### EXERCISE DESCRIPTION
Format all of the records below as a numbered list, omitting any blank lines.

BEGIN MATERIAL TO PROCESS

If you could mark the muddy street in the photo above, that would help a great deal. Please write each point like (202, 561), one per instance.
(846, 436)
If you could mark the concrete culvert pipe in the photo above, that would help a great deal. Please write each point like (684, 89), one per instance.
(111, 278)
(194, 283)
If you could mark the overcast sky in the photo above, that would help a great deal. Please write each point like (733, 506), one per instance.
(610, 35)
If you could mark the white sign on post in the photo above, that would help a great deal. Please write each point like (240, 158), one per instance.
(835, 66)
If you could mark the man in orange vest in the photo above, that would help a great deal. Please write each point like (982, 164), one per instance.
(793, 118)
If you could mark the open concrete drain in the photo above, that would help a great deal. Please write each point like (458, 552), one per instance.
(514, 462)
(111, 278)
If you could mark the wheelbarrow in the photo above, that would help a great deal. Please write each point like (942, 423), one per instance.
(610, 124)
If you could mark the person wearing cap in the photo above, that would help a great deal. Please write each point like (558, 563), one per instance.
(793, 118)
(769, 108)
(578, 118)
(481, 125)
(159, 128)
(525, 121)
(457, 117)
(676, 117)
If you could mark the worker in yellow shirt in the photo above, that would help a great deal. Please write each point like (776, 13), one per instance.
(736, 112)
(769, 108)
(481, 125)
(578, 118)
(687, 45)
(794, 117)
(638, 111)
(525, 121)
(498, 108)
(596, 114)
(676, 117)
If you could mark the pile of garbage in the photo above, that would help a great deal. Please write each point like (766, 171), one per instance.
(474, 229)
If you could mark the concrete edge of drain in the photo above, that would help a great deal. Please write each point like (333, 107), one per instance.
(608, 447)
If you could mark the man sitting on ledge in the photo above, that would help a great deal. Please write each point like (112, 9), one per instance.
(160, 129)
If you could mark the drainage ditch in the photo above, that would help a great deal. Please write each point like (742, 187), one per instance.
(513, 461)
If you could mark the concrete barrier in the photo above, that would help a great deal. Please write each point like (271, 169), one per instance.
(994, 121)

END MATERIAL TO PROCESS

### ANSWER TO THIS PROBLEM
1. If you could mark the muddy street in the photo above, that would help a great deal. Please write each point like (202, 561), one per instance.
2. (846, 436)
3. If you could mark the concrete culvert pipe in the photo above, that would help a great deal. Please write each point like (684, 89), one per instance.
4. (111, 278)
5. (194, 283)
6. If you could mark the overcast sky in the photo above, that would help a great deal. Please write each point like (733, 506), one per instance.
7. (610, 35)
8. If you could mark the white sign on post in the photo above, that would help a great deal. Please write each point like (240, 158), one per instance.
9. (835, 66)
10. If you could mark the man in orange vest in the photo above, that would help a great deal. Please write each point like (982, 164), one per instance.
11. (793, 118)
12. If you could mark the open concrete drain in the photo above, that would help a great deal. Please write each point like (458, 552), one per instance.
13. (514, 462)
14. (111, 278)
15. If you could mark the wheelbarrow in the photo above, that would help a great deal. Please write each point like (942, 423), one per instance.
16. (610, 124)
17. If you could mark the person wearing cap in the photo above, that would help a great deal. Please write each point like (558, 563), one per instance.
18. (793, 118)
19. (769, 108)
20. (578, 118)
21. (481, 125)
22. (159, 128)
23. (525, 121)
24. (457, 117)
25. (676, 117)
26. If you could mark the worker in yellow shirt in the photo above, that would help a great deal. Please write each point like (776, 13), one per instance.
27. (736, 112)
28. (769, 108)
29. (481, 125)
30. (578, 118)
31. (687, 45)
32. (794, 117)
33. (638, 111)
34. (525, 121)
35. (498, 108)
36. (596, 114)
37. (676, 117)
38. If you could mark the pile of garbage in the photo above, that would help a great deal. Please write each point like (766, 171), one per instance.
39. (474, 229)
40. If you could mark the concrete edge of drain in the photo above, that would help a great deal. Please write each point like (333, 107), one per instance.
41. (608, 447)
42. If you could mark the man sitting on ledge in the photo above, that would help a great deal. Please write each point like (112, 9), one per instance.
43. (160, 129)
44. If you could mark the drainage ditch in the photo above, that would help a great deal. Please write each point like (742, 187), one per instance.
45. (513, 461)
46. If you could mark the concrete barrier in the photo above, that would help a great deal. Please write each point like (271, 169), one per instance.
47. (994, 121)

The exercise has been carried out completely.